# [WHAT YOU SHOULD DO]
Convert the lines from the one containing "task | put one marker on every instance of the bucket" up to and including the one containing "x=136 y=176" into a numbered list, omitting any blank lines. Leave the pictures out of the list.

# [EXERCISE MATERIALS]
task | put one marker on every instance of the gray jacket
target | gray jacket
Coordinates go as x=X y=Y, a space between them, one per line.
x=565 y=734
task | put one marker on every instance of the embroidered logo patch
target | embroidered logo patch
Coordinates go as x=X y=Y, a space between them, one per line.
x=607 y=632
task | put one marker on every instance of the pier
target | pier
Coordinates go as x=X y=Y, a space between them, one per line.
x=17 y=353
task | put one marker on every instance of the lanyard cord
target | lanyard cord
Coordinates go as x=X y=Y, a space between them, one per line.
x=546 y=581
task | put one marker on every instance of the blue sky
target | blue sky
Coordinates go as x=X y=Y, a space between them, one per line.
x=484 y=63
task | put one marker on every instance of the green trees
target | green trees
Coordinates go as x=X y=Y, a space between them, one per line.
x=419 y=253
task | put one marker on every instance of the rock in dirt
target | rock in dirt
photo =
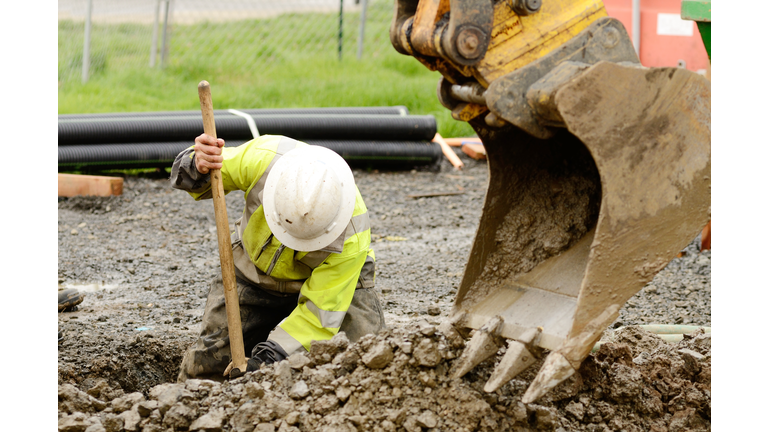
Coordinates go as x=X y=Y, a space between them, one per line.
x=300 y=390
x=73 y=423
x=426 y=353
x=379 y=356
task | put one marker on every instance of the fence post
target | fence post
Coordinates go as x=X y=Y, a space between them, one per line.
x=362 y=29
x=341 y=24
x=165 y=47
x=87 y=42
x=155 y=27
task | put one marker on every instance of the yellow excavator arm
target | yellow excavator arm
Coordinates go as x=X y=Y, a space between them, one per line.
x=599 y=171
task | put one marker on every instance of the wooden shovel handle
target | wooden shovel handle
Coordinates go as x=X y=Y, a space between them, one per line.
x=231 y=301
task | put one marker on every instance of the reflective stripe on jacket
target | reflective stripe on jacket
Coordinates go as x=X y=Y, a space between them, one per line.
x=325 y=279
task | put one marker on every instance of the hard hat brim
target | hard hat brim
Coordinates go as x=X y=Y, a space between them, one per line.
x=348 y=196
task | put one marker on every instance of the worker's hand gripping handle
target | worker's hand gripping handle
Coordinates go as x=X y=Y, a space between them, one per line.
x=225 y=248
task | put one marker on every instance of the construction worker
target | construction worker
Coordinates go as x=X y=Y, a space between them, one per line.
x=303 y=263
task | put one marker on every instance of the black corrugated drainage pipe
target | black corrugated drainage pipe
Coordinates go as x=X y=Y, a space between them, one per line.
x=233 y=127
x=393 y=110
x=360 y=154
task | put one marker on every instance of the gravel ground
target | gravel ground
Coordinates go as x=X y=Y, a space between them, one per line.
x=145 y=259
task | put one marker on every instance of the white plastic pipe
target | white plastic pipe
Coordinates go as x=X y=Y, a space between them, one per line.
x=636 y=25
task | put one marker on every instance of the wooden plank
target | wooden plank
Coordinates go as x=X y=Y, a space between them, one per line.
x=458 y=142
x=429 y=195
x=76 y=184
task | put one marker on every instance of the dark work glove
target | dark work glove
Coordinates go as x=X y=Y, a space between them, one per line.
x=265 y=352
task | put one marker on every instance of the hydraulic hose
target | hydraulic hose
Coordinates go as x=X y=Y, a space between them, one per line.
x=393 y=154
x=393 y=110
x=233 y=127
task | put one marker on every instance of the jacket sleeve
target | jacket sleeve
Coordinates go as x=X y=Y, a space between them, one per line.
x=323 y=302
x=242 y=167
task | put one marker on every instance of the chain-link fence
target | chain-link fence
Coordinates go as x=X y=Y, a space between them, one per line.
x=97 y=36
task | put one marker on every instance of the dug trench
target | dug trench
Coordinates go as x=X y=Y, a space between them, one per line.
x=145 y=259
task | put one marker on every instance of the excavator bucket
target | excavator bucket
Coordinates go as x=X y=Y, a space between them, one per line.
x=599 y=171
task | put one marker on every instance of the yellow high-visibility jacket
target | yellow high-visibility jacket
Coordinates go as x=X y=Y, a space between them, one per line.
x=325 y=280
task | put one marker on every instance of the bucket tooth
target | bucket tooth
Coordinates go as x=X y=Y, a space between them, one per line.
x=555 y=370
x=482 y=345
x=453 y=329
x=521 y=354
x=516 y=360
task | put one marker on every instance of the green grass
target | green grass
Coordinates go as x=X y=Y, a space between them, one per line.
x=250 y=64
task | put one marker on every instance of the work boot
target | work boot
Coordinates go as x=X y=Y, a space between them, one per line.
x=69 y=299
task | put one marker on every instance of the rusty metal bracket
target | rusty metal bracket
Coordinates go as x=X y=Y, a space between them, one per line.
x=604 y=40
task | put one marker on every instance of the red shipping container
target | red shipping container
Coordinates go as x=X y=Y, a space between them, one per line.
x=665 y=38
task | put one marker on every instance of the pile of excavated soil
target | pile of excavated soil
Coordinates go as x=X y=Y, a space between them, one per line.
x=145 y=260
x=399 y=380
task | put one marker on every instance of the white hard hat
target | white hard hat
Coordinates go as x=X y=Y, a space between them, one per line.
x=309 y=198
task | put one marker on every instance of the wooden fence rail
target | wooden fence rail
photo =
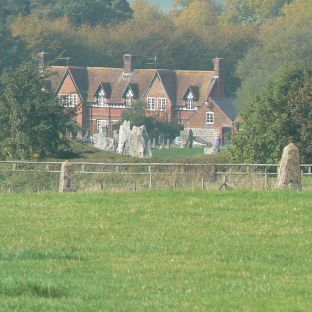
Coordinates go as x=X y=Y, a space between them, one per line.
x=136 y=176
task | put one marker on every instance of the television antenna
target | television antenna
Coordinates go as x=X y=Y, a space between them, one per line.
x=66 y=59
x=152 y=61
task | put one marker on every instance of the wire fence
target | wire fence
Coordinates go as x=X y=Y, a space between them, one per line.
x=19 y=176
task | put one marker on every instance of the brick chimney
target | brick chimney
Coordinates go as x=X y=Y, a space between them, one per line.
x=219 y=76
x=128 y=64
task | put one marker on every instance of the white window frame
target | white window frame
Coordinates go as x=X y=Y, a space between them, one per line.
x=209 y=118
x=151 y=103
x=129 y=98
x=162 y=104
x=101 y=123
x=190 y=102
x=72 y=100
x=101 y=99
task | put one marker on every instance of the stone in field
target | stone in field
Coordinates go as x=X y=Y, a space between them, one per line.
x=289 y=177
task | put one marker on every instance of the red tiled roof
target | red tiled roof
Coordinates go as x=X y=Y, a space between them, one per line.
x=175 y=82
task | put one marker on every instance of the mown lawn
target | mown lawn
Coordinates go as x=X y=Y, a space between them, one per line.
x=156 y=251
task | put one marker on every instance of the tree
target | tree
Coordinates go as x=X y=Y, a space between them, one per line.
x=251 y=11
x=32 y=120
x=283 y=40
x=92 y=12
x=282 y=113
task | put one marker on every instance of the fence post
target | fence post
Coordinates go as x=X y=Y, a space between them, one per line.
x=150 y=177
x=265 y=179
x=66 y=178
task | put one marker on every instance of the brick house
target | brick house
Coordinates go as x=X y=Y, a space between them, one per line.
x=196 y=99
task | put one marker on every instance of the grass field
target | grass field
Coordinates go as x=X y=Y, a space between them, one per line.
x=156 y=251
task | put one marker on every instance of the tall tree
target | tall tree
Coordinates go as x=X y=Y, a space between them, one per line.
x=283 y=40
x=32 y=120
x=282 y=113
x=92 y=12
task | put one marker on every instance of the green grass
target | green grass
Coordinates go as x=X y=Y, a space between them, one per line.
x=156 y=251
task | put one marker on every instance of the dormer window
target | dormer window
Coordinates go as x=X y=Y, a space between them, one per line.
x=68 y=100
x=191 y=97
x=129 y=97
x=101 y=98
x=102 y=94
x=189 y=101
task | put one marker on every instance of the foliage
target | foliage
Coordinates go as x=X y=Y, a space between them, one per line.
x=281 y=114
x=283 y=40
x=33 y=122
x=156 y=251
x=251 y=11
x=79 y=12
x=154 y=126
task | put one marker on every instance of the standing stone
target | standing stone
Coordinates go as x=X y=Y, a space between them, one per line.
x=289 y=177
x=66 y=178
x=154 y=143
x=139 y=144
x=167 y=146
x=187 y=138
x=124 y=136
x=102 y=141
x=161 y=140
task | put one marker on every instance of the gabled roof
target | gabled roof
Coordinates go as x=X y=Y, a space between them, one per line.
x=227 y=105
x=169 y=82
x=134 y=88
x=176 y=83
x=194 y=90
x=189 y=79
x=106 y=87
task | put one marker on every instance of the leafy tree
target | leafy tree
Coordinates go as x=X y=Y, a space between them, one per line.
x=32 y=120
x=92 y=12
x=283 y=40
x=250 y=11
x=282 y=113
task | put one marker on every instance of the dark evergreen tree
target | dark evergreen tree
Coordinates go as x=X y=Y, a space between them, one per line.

# [THE REPLY]
1. task | put one marker on every instance of the bucket tooth
2. target | bucket tooth
3. Coordinates go as x=X y=Y, a space between them, one per line.
4. x=555 y=370
5. x=482 y=345
6. x=453 y=329
7. x=521 y=354
8. x=516 y=360
9. task | put one marker on every instance of the green grass
10. target | green grass
11. Coordinates go as x=X y=Y, a space between them, one per line.
12. x=250 y=64
13. task | put one marker on every instance of the work boot
14. target | work boot
15. Coordinates go as x=X y=Y, a space between them, one per line.
16. x=69 y=299
17. task | put one marker on every instance of the rusty metal bracket
18. target | rusty metal bracket
19. Coordinates go as x=X y=Y, a space between them, one per line.
20. x=604 y=40
21. task | put one marker on every instance of the red shipping container
22. target | red shipping container
23. Coordinates go as x=X y=Y, a space between them, one per line.
24. x=665 y=38
25. task | put one marker on every instance of the pile of excavated soil
26. target | pile of excavated soil
27. Coordinates go as x=X y=Y, a space between them, one per line.
28. x=145 y=260
29. x=399 y=380
30. task | put one marker on every instance of the white hard hat
31. target | white hard hat
32. Coordinates go as x=X y=Y, a space between them, one per line.
33. x=309 y=198
34. task | put one marker on every instance of the wooden fence rail
35. target | wooden fence rail
36. photo =
37. Coordinates go as x=X y=Y, a space between them, one per line.
38. x=136 y=176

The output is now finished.